-- Consignes à traiter --
a) Répondez aux questions suivantes d'après l'extrait source :
(i) Avec quel institut le Centre d'études en gouvernance mène-t-il sa recherche ?
(ii) Sous quelle forme les résultats de cette recherche seront-ils publiés ?
(iii) En combien de temps les universités ont-elles dû se coordonner lors de l'éclosion de la pandémie ?
b) Relevez tous les logiciels de communication pour l'enseignement à distance que cite l'extrait source.
c) Reproduisez à l'identique le passage de l'extrait source qui va de « Nos résultats seront » jusqu'à « l’Université en temps de crise. » inclus.

-- Extrait source --
▬▬▬▬▬▬

Comment la pandémie pourrait changer l’enseignement universitaire

L’enseignement à distance permet en somme aux universités de réfléchir à la diversité de leurs populations étudiantes et de tenir compte de certains besoins spécifiques.

Depuis le début de la pandémie, l’éducation de millions d’étudiants universitaires à travers le monde est perturbée et les universités ont modifié considérablement leur fonctionnement pour respecter les mesures sanitaires adoptées par les gouvernements. Elles ont adapté leurs activités pédagogiques, entre autres en offrant l’enseignement à distance. Mais quels seront les impacts à plus long terme de ces nouvelles pratiques?

Le Centre d’études en gouvernance, que je dirige, mène actuellement une recherche sur le sujet avec l’Institut de la Francophonie pour la Gouvernance universitaire, un institut spécialisé de l’Agence universitaire de la Francophonie. Notre analyse s’appuie sur diverses sources dont des articles, des documents universitaires, des revues, des blogues, des séminaires, des enquêtes et des forums de discussion en ligne. Nous avons aussi recueilli plusieurs témoignages en format vidéo de hauts gestionnaires universitaires dans plusieurs parties du monde, qui présentent leur vécu de la gouvernance universitaire en temps de crise.

Nos résultats seront bientôt publiés sous la forme d’un cahier de recherche du Centre d’études en gouvernance et feront l’objet de webinaires de l’Agence universitaire de la Francophonie ayant pour thème : transformer l’Université en temps de crise.

Une transition forcée

Lors de l’éclosion de la pandémie, en l’espace d’une semaine, les universités ont dû se coordonner rapidement avec le personnel administratif, les professeurs, les étudiants et surtout les équipes techniques pour transférer les cours en ligne dans le but de clôturer leur année universitaire. Cela a obligé professeurs et étudiants à maîtriser rapidement l’utilisation des systèmes de gestion de l’apprentissage (tels que Moodle, Blackboard, Brightspace, Google Education et autres) et les logiciels de communication pour l’enseignement à distance (tels que Zoom, Adobe Connect, Skype et Teams) pour n’en citer que quelques-uns.

▬▬▬▬▬▬

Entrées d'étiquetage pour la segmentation
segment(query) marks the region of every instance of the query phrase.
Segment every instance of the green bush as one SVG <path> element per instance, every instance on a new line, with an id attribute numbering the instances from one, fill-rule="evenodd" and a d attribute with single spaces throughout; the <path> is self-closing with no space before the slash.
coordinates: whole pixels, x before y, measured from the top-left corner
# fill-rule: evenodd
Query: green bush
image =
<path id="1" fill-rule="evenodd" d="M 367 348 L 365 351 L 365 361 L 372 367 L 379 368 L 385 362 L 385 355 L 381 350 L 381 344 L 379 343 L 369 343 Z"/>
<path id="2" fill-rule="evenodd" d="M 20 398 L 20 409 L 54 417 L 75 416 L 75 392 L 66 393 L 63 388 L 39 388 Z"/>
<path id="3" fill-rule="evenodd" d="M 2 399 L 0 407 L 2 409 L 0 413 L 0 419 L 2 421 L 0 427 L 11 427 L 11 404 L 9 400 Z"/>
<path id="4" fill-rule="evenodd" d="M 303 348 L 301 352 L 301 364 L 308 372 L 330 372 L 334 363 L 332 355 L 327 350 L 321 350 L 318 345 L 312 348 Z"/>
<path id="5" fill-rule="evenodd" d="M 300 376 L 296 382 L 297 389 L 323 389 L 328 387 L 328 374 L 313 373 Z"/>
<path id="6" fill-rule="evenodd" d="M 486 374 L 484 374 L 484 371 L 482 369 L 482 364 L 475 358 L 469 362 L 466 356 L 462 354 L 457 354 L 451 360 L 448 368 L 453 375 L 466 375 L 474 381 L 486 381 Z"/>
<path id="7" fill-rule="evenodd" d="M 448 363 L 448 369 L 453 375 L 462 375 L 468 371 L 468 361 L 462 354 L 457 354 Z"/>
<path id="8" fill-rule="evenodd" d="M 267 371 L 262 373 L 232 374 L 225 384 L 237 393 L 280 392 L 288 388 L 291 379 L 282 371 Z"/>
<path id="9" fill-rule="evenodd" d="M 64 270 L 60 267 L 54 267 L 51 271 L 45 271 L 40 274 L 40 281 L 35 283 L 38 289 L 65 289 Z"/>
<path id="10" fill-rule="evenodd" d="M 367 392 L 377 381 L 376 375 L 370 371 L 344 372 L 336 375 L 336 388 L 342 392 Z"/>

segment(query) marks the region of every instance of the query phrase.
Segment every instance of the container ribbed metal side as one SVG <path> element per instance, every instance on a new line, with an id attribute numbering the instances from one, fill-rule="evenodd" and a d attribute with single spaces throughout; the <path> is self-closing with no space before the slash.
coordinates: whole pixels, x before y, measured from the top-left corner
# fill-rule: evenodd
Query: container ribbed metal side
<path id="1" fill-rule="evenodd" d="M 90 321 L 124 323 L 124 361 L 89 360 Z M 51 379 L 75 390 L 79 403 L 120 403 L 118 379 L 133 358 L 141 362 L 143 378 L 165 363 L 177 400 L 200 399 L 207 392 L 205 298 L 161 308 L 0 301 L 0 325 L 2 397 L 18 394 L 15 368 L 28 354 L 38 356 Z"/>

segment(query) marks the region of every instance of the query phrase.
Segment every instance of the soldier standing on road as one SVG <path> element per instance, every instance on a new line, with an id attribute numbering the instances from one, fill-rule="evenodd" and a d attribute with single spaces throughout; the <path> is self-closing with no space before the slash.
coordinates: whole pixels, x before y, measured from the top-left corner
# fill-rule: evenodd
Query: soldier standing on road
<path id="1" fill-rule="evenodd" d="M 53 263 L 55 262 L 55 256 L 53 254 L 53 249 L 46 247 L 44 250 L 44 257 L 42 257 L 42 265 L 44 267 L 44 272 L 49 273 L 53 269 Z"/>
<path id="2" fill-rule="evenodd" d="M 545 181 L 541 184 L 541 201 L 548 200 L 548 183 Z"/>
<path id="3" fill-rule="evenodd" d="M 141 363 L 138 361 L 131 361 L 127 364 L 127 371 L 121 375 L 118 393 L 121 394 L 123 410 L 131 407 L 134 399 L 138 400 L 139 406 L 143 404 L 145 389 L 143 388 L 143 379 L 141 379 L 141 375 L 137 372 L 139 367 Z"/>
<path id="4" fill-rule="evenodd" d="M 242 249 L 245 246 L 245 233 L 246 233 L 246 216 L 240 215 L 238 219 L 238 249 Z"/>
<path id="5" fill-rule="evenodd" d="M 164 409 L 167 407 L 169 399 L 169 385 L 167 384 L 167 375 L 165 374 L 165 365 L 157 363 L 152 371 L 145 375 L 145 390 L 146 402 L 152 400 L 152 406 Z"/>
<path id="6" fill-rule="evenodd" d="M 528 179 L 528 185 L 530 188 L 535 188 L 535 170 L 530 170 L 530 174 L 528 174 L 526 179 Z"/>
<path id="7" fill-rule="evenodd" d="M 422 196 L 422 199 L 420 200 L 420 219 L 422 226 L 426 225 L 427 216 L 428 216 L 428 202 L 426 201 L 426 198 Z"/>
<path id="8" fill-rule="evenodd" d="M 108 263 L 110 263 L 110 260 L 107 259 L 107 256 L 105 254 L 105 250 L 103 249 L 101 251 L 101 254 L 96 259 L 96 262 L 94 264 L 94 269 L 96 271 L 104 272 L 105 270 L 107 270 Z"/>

▬▬▬▬▬▬

-- Réponses par consigne --
a)
(i) Avec l'Institut de la Francophonie pour la Gouvernance universitaire.
(ii) Sous la forme d'un cahier de recherche du Centre d'études en gouvernance.
(iii) En l'espace d'une semaine.

b) Zoom, Adobe Connect, Skype, Teams

c)
Nos résultats seront bientôt publiés sous la forme d’un cahier de recherche du Centre d’études en gouvernance et feront l’objet de webinaires de l’Agence universitaire de la Francophonie ayant pour thème : transformer l’Université en temps de crise.